▸ **WHAT IS ASKED**
**A.** Copy the passage on the spiritual master word for word, from "Sanskrit! No one" up to and including "commit a mistake.".
**B.** Pick up the passage on Arjuna and the spiritual master after its last sentence and keep writing it.

▸ **PAGE EXTRACT**
++++++++++

Actually, Prabhupāda has no motive but to present the Absolute Truth as he has heard it in disciplic succession. But if anyone in that railroad-car-shaped room were to ask himself, “Should I surrender to a spiritual master?” he would be confronted by the existential presence of a genuine guru. One is free to regard his talk as one likes.

In every step of one’s life, the spiritual master guides. Now, to give such guidance a spiritual master should also be a very perfect man. Otherwise how can he guide? Now, here Arjuna knows that Śrī Kṛṣṇa is the perfect person. So therefore he is accepting Him – śiṣyas te ’haṁ śādhi māṁ tvāṁ prapannam.

Sanskrit! No one knows a word of it! But there is never any question for Śrīla Prabhupāda – even if they don’t understand it, the transcendental sound of śāstra will purify them. It is his authority, and he cannot omit it. And even at first impression, it presents an air of scholarly authority – the original, though foreign, words of the sages.

“I am just surrendering unto You, and You accept me as Your disciple,” Arjuna says. Friendly talks cannot make a solution to perplexity. Friendly talks may be going on for years together, but no solution. So here, Arjuna accepts Kṛṣṇa as the spiritual master. This means that whatever Kṛṣṇa will dictate, he has to accept. One cannot deny the order of the spiritual master. Therefore, one has to select a spiritual master by whose orders one will not commit a mistake.

++++++++++

▸ **MATERIAL SUPPLIED**
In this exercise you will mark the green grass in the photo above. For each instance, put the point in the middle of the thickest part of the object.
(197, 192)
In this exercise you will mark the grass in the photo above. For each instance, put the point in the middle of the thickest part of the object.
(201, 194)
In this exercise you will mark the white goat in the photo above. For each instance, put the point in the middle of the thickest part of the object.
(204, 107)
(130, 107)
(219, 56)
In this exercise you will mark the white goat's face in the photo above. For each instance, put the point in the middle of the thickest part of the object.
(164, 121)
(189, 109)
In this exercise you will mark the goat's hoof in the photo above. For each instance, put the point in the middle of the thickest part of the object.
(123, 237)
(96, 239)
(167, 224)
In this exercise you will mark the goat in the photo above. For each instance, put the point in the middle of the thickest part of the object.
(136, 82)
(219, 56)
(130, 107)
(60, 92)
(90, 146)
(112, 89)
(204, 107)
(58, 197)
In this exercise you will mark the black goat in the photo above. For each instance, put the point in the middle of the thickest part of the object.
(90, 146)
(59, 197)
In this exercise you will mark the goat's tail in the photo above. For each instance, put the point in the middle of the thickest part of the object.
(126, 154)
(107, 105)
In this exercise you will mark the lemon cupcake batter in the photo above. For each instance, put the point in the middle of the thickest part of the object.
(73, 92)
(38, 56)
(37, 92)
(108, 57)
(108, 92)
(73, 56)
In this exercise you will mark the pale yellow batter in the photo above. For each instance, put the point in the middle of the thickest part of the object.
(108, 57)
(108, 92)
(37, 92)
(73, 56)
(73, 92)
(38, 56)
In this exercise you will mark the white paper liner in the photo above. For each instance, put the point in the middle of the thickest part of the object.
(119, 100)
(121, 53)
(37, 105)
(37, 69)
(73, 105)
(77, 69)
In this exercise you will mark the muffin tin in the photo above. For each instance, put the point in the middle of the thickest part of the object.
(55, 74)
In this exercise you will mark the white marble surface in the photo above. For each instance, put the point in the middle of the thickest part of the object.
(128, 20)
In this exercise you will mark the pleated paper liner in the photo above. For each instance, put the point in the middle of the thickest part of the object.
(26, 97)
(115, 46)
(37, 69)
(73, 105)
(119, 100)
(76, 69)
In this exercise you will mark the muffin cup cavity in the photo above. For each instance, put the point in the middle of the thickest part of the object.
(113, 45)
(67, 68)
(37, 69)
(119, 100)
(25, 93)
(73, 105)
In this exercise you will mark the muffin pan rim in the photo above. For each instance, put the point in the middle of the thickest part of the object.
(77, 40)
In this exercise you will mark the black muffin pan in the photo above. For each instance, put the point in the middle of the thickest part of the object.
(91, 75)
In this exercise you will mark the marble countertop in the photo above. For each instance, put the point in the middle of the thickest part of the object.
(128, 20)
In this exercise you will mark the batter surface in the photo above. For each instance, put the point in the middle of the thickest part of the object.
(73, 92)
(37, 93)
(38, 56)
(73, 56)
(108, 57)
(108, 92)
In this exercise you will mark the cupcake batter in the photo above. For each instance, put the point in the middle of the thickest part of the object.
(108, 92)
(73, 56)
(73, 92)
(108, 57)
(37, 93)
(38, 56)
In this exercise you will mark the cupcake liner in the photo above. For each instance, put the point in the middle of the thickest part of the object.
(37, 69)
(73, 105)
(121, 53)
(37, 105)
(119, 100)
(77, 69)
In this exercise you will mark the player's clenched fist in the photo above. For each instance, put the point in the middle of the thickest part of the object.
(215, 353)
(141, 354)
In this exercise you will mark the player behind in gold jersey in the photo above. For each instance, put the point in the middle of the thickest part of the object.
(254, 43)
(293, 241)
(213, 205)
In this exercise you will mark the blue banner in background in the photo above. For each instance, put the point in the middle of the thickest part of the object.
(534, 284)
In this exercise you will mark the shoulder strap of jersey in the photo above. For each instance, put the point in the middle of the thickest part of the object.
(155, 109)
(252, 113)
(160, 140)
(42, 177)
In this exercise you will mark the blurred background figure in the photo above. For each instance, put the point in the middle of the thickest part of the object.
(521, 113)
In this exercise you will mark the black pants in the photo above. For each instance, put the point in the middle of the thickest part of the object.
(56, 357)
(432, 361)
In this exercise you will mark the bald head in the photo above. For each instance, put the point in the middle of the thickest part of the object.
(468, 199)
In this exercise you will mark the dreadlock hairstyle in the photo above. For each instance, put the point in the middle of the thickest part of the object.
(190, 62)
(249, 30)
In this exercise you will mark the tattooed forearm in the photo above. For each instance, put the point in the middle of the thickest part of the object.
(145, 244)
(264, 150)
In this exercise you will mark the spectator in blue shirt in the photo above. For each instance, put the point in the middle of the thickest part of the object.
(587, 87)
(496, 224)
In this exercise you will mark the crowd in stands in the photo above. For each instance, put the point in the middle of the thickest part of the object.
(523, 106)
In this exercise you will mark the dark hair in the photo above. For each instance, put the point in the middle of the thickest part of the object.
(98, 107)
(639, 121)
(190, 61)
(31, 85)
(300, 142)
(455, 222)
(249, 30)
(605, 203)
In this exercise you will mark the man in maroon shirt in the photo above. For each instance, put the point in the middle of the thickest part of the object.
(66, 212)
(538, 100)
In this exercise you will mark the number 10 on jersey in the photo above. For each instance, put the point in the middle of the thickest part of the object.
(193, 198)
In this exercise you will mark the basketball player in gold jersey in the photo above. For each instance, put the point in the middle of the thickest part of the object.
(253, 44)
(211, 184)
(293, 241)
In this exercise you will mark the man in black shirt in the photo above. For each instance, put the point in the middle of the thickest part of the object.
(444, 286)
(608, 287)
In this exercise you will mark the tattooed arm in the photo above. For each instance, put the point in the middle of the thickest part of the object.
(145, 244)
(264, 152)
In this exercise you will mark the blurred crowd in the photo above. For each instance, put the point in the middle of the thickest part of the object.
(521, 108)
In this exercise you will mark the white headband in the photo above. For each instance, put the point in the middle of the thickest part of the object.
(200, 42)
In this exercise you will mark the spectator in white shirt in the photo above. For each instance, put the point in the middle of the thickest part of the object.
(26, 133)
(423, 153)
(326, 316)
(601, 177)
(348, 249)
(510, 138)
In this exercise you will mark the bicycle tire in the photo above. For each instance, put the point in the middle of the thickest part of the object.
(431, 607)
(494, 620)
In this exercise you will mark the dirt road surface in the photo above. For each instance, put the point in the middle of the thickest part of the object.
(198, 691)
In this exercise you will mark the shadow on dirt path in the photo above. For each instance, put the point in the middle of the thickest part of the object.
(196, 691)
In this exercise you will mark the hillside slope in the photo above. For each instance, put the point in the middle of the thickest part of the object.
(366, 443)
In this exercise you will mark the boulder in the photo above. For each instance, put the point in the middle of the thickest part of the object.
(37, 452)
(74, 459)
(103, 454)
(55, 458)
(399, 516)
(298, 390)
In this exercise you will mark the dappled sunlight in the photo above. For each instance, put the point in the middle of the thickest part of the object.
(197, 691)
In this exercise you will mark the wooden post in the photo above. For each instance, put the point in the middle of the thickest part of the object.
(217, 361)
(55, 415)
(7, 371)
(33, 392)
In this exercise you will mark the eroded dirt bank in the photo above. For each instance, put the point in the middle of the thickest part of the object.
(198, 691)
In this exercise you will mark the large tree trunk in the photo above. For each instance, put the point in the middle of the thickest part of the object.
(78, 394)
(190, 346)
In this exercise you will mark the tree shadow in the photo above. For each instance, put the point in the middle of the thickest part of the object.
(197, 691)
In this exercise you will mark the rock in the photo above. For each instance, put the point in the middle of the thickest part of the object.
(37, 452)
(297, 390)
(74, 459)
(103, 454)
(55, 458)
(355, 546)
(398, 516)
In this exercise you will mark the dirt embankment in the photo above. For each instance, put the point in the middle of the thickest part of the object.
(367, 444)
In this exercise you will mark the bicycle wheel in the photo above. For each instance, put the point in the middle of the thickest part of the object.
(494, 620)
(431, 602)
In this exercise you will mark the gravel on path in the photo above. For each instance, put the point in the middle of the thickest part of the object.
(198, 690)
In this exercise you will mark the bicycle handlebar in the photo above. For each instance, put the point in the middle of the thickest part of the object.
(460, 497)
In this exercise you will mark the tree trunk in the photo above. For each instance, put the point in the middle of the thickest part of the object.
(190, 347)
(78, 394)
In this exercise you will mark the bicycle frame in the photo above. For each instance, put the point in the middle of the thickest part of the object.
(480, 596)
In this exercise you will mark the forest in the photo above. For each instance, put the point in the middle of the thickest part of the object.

++++++++++

▸ **ANSWERS GIVEN**
**A.**
Sanskrit! No one knows a word of it! But there is never any question for Śrīla Prabhupāda – even if they don’t understand it, the transcendental sound of śāstra will purify them. It is his authority, and he cannot omit it. And even at first impression, it presents an air of scholarly authority – the original, though foreign, words of the sages.

“I am just surrendering unto You, and You accept me as Your disciple,” Arjuna says. Friendly talks cannot make a solution to perplexity. Friendly talks may be going on for years together, but no solution. So here, Arjuna accepts Kṛṣṇa as the spiritual master. This means that whatever Kṛṣṇa will dictate, he has to accept. One cannot deny the order of the spiritual master. Therefore, one has to select a spiritual master by whose orders one will not commit a mistake.

**B.**
Suppose you accept the wrong person as spiritual master and he guides you wrongly. Then your whole life is spoiled. So one has to accept a spiritual master whose guidance will make one’s life perfect. That is the relationship between spiritual master and disciple. It is not a formality. It is a great responsibility, both for the disciple and for the spiritual master. And … Yes?

Student: But if the disciple is in ignorance before …

Prabhupāda: Yes. (Prabhupāda acknowledges a serious question. It is for answering questions like this – from “disciples in ignorance” – that he has left retirement in India and come to America.)

Student: … how does he know which master to choose? – because he doesn’t have the knowledge to make a wise decision.

Prabhupāda: Yes. So the first thing is that one should be searching after a spiritual master, just as you search after some school. You must at least have some preliminary knowledge of what a school is. You can’t search for a school and go to a cloth shop. If you are so ignorant that you do not know what is a school and what is a cloth shop, then it is very difficult for you. You must know at least what a school is. So that knowledge is like this:

tad-vijñānārthaṁ sa gurum evābhigacchet
  samit-pāṇiḥ śrotriyaṁ brahma-niṣṭham

According to this verse, the spiritual master is required for a person who is inquisitive about transcendental knowledge. There’s another verse in the Śrīmad-Bhāgavatam: tasmād guruṁ prapadyeta jijñāsuḥ śreya uttamam. “One should search after a spiritual master if one is inquisitive about transcendental subject matters.” Unless one is at least conversant with preliminary knowledge of transcendental matters, how can he inquire from the spiritual master?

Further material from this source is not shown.